## AIM OF THE TASK:
Turn the records below into a JSON list of strings, one string per line, with blank lines left out.

#### SUPPLIED DATA

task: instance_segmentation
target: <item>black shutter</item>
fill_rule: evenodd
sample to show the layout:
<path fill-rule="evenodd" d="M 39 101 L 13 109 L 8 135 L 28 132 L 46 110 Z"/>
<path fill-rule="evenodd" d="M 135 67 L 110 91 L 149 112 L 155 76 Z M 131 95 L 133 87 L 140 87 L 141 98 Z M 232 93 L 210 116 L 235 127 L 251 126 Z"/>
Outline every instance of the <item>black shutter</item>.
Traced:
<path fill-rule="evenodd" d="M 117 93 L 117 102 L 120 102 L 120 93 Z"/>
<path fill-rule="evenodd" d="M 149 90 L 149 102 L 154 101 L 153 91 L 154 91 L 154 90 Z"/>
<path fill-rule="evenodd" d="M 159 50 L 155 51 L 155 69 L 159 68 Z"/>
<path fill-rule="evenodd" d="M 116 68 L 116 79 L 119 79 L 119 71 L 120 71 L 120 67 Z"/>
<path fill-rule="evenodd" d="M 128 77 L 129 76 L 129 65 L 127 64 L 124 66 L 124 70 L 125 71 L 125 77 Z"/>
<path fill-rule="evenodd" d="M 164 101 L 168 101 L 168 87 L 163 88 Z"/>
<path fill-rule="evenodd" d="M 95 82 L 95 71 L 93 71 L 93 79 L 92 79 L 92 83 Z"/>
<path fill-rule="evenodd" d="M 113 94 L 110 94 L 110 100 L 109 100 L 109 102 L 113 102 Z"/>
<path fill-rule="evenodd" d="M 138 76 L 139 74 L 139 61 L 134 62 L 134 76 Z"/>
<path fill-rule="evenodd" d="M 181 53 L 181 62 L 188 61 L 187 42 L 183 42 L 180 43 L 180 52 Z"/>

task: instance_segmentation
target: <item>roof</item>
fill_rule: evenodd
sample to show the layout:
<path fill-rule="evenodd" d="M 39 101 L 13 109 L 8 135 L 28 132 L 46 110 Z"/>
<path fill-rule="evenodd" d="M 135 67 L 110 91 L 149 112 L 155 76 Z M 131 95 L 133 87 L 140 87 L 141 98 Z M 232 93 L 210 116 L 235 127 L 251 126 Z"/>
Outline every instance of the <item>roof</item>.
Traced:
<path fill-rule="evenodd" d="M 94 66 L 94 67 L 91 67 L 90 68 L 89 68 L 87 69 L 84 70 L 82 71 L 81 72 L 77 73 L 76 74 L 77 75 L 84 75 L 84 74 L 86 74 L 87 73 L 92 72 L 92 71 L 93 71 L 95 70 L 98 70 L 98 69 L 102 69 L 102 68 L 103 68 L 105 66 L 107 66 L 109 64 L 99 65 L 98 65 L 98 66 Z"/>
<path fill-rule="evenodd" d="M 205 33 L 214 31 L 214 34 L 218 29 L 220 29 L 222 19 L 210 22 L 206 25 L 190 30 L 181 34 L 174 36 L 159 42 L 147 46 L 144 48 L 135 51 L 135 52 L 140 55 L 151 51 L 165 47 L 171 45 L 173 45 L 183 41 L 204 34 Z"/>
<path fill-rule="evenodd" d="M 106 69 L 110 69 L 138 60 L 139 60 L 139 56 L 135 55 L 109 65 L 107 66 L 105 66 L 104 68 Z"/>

########

## OUTPUT FOR THIS EXERCISE:
[
  "task: instance_segmentation",
  "target: <item>black shutter</item>",
  "fill_rule: evenodd",
  "sample to show the layout:",
  "<path fill-rule=\"evenodd\" d=\"M 39 101 L 13 109 L 8 135 L 28 132 L 46 110 Z\"/>",
  "<path fill-rule=\"evenodd\" d=\"M 135 67 L 110 91 L 149 112 L 155 76 Z M 131 95 L 133 87 L 140 87 L 141 98 Z M 232 93 L 210 116 L 235 127 L 251 126 Z\"/>",
  "Outline every instance of the <item>black shutter</item>.",
  "Traced:",
  "<path fill-rule=\"evenodd\" d=\"M 117 93 L 117 102 L 120 102 L 120 93 Z\"/>",
  "<path fill-rule=\"evenodd\" d=\"M 149 90 L 149 102 L 154 101 L 153 91 L 154 91 L 154 90 Z\"/>",
  "<path fill-rule=\"evenodd\" d=\"M 159 50 L 155 51 L 155 69 L 159 68 Z\"/>",
  "<path fill-rule=\"evenodd\" d=\"M 116 68 L 116 79 L 119 79 L 119 71 L 120 71 L 120 67 Z\"/>",
  "<path fill-rule=\"evenodd\" d=\"M 128 77 L 129 76 L 129 65 L 127 64 L 124 66 L 124 70 L 125 71 L 125 77 Z\"/>",
  "<path fill-rule=\"evenodd\" d=\"M 164 101 L 168 101 L 168 87 L 163 88 Z\"/>",
  "<path fill-rule=\"evenodd\" d=\"M 95 82 L 95 71 L 93 71 L 93 79 L 92 79 L 92 83 Z\"/>",
  "<path fill-rule=\"evenodd\" d=\"M 113 94 L 110 94 L 110 100 L 109 100 L 109 102 L 113 102 Z\"/>",
  "<path fill-rule=\"evenodd\" d=\"M 138 76 L 139 74 L 139 61 L 134 62 L 134 76 Z\"/>",
  "<path fill-rule=\"evenodd\" d=\"M 181 53 L 181 62 L 188 61 L 187 42 L 183 42 L 180 43 L 180 52 Z\"/>",
  "task: instance_segmentation",
  "target: <item>roof</item>",
  "fill_rule: evenodd",
  "sample to show the layout:",
  "<path fill-rule=\"evenodd\" d=\"M 39 101 L 13 109 L 8 135 L 28 132 L 46 110 Z\"/>",
  "<path fill-rule=\"evenodd\" d=\"M 135 67 L 110 91 L 149 112 L 155 76 Z M 131 95 L 133 87 L 140 87 L 141 98 Z M 232 93 L 210 116 L 235 127 L 251 126 Z\"/>",
  "Outline every instance of the <item>roof</item>.",
  "Traced:",
  "<path fill-rule=\"evenodd\" d=\"M 94 66 L 94 67 L 91 67 L 90 68 L 89 68 L 87 69 L 84 70 L 82 71 L 81 72 L 77 73 L 76 74 L 77 75 L 84 75 L 84 74 L 86 74 L 87 73 L 92 72 L 92 71 L 93 71 L 95 70 L 98 70 L 98 69 L 102 69 L 102 68 L 103 68 L 105 66 L 107 66 L 109 64 L 99 65 L 98 65 L 98 66 Z\"/>",
  "<path fill-rule=\"evenodd\" d=\"M 205 33 L 214 31 L 214 34 L 218 29 L 220 29 L 222 19 L 210 22 L 206 25 L 190 30 L 181 34 L 174 36 L 159 42 L 147 46 L 144 48 L 135 51 L 135 52 L 140 55 L 151 51 L 165 47 L 171 45 L 173 45 L 183 41 L 204 34 Z\"/>",
  "<path fill-rule=\"evenodd\" d=\"M 106 69 L 110 69 L 138 60 L 139 60 L 139 56 L 135 55 L 109 65 L 107 66 L 105 66 L 104 68 Z\"/>"
]